** BEGIN MATERIAL PROVIDED **
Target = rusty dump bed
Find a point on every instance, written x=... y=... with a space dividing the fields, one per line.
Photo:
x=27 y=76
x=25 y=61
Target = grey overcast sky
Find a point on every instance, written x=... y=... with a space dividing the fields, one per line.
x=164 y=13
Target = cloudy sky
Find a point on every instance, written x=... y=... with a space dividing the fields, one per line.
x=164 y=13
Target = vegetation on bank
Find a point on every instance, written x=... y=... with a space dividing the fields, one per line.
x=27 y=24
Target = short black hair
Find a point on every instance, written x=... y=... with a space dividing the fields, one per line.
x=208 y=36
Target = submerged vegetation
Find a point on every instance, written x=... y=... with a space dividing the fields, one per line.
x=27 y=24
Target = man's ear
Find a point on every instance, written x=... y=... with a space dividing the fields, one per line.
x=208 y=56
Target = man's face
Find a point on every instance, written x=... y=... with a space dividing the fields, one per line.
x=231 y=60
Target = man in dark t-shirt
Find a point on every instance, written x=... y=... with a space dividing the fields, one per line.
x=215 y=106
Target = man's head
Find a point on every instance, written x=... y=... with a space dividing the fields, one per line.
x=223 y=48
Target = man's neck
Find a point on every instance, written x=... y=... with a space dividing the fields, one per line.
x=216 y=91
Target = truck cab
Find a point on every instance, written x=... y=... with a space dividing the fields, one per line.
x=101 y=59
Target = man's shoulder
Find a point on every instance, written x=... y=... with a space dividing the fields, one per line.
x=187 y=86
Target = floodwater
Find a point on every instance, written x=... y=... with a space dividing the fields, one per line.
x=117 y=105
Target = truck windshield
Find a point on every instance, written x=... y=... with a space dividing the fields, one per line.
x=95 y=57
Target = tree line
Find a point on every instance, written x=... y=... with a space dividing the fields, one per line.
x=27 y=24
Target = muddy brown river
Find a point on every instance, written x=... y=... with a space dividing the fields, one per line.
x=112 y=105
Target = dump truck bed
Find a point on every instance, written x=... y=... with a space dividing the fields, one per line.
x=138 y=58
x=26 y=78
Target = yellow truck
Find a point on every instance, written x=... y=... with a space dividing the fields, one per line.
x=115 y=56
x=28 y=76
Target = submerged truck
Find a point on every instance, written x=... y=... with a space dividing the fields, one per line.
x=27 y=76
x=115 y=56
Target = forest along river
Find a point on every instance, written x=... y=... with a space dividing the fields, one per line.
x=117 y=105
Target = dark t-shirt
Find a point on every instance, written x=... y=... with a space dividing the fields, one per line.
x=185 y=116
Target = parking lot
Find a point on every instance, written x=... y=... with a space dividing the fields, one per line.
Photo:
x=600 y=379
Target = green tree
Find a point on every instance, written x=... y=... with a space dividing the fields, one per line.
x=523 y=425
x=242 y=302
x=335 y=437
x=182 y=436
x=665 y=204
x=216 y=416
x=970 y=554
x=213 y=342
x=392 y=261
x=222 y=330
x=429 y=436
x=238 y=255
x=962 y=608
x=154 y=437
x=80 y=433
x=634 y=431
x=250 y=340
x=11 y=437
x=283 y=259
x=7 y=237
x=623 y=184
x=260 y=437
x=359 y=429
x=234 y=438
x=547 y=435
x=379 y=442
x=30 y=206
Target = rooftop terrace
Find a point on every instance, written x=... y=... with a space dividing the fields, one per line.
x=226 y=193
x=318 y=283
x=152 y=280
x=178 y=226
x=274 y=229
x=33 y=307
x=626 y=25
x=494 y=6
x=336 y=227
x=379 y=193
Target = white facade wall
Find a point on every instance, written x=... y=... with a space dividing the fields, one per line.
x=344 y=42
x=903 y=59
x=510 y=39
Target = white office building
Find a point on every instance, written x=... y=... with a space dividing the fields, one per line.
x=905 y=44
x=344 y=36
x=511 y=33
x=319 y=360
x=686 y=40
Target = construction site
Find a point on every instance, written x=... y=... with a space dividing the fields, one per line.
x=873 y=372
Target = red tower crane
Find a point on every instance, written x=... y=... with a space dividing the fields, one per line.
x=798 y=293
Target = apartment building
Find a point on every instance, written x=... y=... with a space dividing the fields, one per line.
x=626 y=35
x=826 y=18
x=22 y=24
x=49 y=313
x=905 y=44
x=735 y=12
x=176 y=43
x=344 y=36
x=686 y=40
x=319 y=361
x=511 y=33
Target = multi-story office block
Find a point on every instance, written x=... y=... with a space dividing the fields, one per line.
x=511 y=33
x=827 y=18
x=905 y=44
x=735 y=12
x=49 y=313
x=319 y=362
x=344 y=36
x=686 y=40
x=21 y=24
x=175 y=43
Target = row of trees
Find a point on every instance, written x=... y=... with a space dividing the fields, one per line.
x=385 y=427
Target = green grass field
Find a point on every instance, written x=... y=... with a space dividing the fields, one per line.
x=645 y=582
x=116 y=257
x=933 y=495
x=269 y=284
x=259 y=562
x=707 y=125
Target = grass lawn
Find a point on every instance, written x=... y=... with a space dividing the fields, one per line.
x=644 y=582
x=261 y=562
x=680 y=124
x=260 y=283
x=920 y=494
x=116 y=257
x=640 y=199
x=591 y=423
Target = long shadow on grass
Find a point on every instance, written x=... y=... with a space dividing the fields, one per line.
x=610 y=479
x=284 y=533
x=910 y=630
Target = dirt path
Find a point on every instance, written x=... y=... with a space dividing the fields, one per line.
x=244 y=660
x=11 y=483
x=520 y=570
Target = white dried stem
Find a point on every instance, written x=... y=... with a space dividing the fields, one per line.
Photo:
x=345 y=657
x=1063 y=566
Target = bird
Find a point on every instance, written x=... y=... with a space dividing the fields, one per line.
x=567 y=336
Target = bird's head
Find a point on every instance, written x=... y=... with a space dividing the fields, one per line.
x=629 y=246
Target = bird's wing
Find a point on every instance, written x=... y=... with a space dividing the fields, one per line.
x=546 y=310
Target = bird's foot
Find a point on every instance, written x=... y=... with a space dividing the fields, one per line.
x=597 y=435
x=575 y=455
** END MATERIAL PROVIDED **
__REQUIREMENT__:
Reproduce the listing above word for word.

__ANSWER__:
Target = rusty dump bed
Find a point on every instance, written x=... y=... with a space dividing the fields, one per line.
Photo:
x=27 y=76
x=25 y=61
Target = grey overcast sky
Find a point on every instance, written x=... y=... with a space dividing the fields, one per line.
x=164 y=13
Target = cloudy sky
Find a point on every instance, written x=... y=... with a space dividing the fields, one per line.
x=164 y=13
Target = vegetation on bank
Find a point on every instance, written x=... y=... with a space dividing the fields, one per line.
x=27 y=24
Target = short black hair
Find a point on every instance, written x=... y=... with a space dividing the fields, one per line.
x=208 y=36
Target = submerged vegetation
Find a point on every instance, written x=... y=... with a space dividing the fields, one per line.
x=27 y=24
Target = man's ear
Find a point on every instance, written x=... y=... with a space dividing the fields, one per line.
x=208 y=56
Target = man's face
Find a point on every instance, written x=... y=... with a space dividing the fields, one per line.
x=231 y=60
Target = man in dark t-shirt
Find a point on every instance, written x=... y=... with a space dividing the fields, one per line.
x=215 y=106
Target = man's head
Find a point on every instance, written x=... y=... with a space dividing the fields, one per line.
x=223 y=48
Target = man's neck
Find a point on every instance, written x=... y=... with a space dividing the fields, one per line.
x=216 y=91
Target = truck cab
Find a point on every instance, written x=... y=... with a space dividing the fields, one per line.
x=101 y=59
Target = man's shoulder
Find a point on every instance, written x=... y=... with a space dividing the fields, one per line.
x=187 y=86
Target = floodwater
Find a point on every instance, written x=... y=... with a space dividing the fields, one per line.
x=117 y=105
Target = truck windshield
Find a point on every instance, written x=... y=... with a space dividing the fields, one per line.
x=95 y=57
Target = tree line
Find a point on every instance, written x=... y=... with a space dividing the fields, one per line.
x=27 y=24
Target = muddy brown river
Find a point on every instance, written x=... y=... with a space dividing the fields, one per line.
x=112 y=105
Target = dump truck bed
Find a point on every instance, written x=... y=... with a space dividing the fields, one per line.
x=138 y=58
x=26 y=78
Target = yellow truck
Find a point on every instance, written x=... y=... with a space dividing the fields, one per line.
x=115 y=56
x=28 y=76
Target = submerged truck
Find a point on every instance, written x=... y=... with a space dividing the fields, one per line.
x=27 y=76
x=115 y=56
Target = forest along river
Find a point on every instance, written x=... y=... with a space dividing the fields, one per line.
x=117 y=105
Target = dark t-shirt
Find a point on every instance, written x=... y=... with a space dividing the fields, one per line.
x=185 y=116
Target = parking lot
Find a point on every instance, written x=... y=... with a space dividing the fields, one per line.
Photo:
x=600 y=379
Target = green tree
Find a point on every instance, written x=... y=... with a space dividing the fields, one per line.
x=523 y=425
x=242 y=302
x=335 y=437
x=182 y=436
x=665 y=204
x=216 y=416
x=970 y=554
x=213 y=342
x=392 y=261
x=222 y=330
x=429 y=436
x=238 y=255
x=962 y=608
x=154 y=437
x=80 y=433
x=634 y=431
x=250 y=340
x=11 y=437
x=283 y=259
x=7 y=237
x=623 y=184
x=260 y=437
x=359 y=429
x=234 y=438
x=547 y=435
x=379 y=442
x=30 y=206
Target = rooftop terrace
Find a point on every instance, written x=... y=... with a space dividing the fields, one per line.
x=226 y=193
x=318 y=283
x=152 y=280
x=178 y=226
x=274 y=229
x=33 y=307
x=626 y=25
x=494 y=6
x=336 y=227
x=379 y=193
Target = white facade wall
Find a point on every instance, written x=... y=... with a space dividing the fields, one per line.
x=344 y=42
x=903 y=59
x=510 y=39
Target = white office building
Find a point on every instance, written x=... y=... with a space dividing the fields, one per line.
x=905 y=44
x=344 y=36
x=511 y=33
x=319 y=360
x=686 y=40
Target = construction site
Find a point on every instance, written x=... y=... with a space dividing the fields, one per line.
x=873 y=372
Target = red tower crane
Find a point on every instance, written x=... y=... with a space dividing the fields, one per line.
x=798 y=293
Target = apartment building
Find a point on every instance, written x=... y=... with a space dividing the fields, one per line.
x=626 y=35
x=826 y=18
x=22 y=24
x=49 y=313
x=905 y=44
x=735 y=12
x=176 y=43
x=344 y=36
x=686 y=40
x=319 y=361
x=511 y=33
Target = multi-story office block
Find a point on every instance, written x=... y=... with a space dividing the fields, one per line.
x=511 y=33
x=827 y=18
x=905 y=44
x=735 y=12
x=49 y=313
x=319 y=362
x=344 y=36
x=686 y=40
x=21 y=24
x=175 y=43
Target = row of trees
Find a point on every instance, written x=... y=... with a space dividing the fields, one per line.
x=385 y=427
Target = green grass field
Find a point on every instance, written x=... y=... with a space dividing the fields, one per line.
x=645 y=582
x=116 y=257
x=933 y=495
x=269 y=284
x=259 y=562
x=707 y=125
Target = grass lawn
Find a point on every instance, written x=... y=... with a space dividing the fields, one per line.
x=644 y=582
x=261 y=562
x=680 y=124
x=260 y=283
x=920 y=494
x=116 y=257
x=640 y=199
x=591 y=423
Target = long shadow on grass
Find a point on every instance, written x=... y=... with a space dividing the fields, one per line.
x=610 y=479
x=284 y=533
x=910 y=630
Target = dirt path
Find a point on every instance, written x=... y=... with a space dividing the fields, one per line.
x=244 y=660
x=11 y=483
x=520 y=570
Target = white dried stem
Find a point on every instance, written x=... y=... with a space dividing the fields, one per line.
Photo:
x=345 y=657
x=1063 y=566
Target = bird
Find a point on every instance, written x=... y=... with a space dividing the fields, one per line.
x=567 y=336
Target = bird's head
Find a point on every instance, written x=... y=... with a space dividing the fields, one per line.
x=629 y=246
Target = bird's wing
Find a point on every instance, written x=... y=... with a space dividing the fields, one per line.
x=546 y=310
Target = bird's foot
Find a point on every instance, written x=... y=... with a space dividing the fields, one per line.
x=597 y=435
x=575 y=455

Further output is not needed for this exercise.